> Exercise a: In the rows that follow the manga thread below, replace "man's face" with "man's head" and give those rows again with everything else unchanged.

> Passage provided:
# Inari, Konkon, Koi Iroha



## Kira Yamato (Aug 18, 2011)

*Inari, Konkon, Koi Iroha*​


			
				Synopsis said:
			
		

> Fushimi Inari has a hopeless crush on her classmate Tanbabashi. One day, while trying to interact with him, she accidentally humiliates him in front of the whole class. He refuses to accept her apologies, and, to make matters worse, she discovers that he probably has a crush on their incredibly cute classmate Sumizome.
> 
> She has all these things in mind when she is summoned by Uka-no-Mitama-no-kami, a pale fox goddess. In return for rescuing a little fox-spirit creature before school that day, the goddess offers to grant a single wish of Inari's. Without thinking, she blurts out that she wants to be Sumizome. As one might expect, this wish does not go nearly as well as Inari had hoped, and the kindly goddess breaks a goddess-rule to give Inari the ability to change herself back. Now, Inari can change her own shape at will, and using her new skill is very tempting as she keeps trying to win Tanbabashi's heart. But if Inari flaunts her ability, both she and the goddess might end up in trouble with Amaterasu!




*Genre:* Comedy, Romance, School Life, Seinen, Supernatural


----------



## Malvingt2 (Aug 18, 2011)

I did like the first chapter of this manga.


----------



## Kirito (Aug 20, 2011)

I was shocked at the colorspread.

After reading Chapter 1, I can say that this will turn out reeaaallly ugly.


----------



## Kira Yamato (Aug 20, 2011)

lawl, I had a feeling we'd get this reference thrown in 

*Spoiler*: __


----------



## Zabuza (Aug 20, 2011)

I know how this will end.
She misunderstood everything when they saw the two of them together and the person the guy really likes was her old self before the transformation, and then she will regret her wish but it will be too late.


----------



## Kira Yamato (Aug 20, 2011)

Zabuza said:


> I know how this will end.
> She misunderstood everything when they saw the two of them together and the person the guy really likes was her old self before the transformation, and then she will regret her wish but it will be too late.



If by the end you mean the end of Ch.2 then you're partially right. The wish is no longer the focal point since she has been given powers to negate it. Although that Deity might be in trouble for giving those powers to her after already granting her a wish already.


----------



## Zabuza (Aug 20, 2011)

> Exercise inputs:
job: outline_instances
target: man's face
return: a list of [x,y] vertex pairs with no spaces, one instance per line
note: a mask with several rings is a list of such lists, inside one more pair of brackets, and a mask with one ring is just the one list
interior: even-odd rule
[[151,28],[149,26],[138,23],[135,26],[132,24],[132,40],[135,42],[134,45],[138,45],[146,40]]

> Exercise b: Write out the stretch of the manga thread above from "If by the end" through "a wish already.", copying every word without change.

> Full answer a:
job: outline_instances
target: man's head
return: a list of [x,y] vertex pairs with no spaces, one instance per line
note: a mask with several rings is a list of such lists, inside one more pair of brackets, and a mask with one ring is just the one list
interior: even-odd rule
[[151,28],[149,26],[138,23],[135,26],[132,24],[132,40],[135,42],[134,45],[138,45],[146,40]]

> Full answer b:
If by the end you mean the end of Ch.2 then you're partially right. The wish is no longer the focal point since she has been given powers to negate it. Although that Deity might be in trouble for giving those powers to her after already granting her a wish already.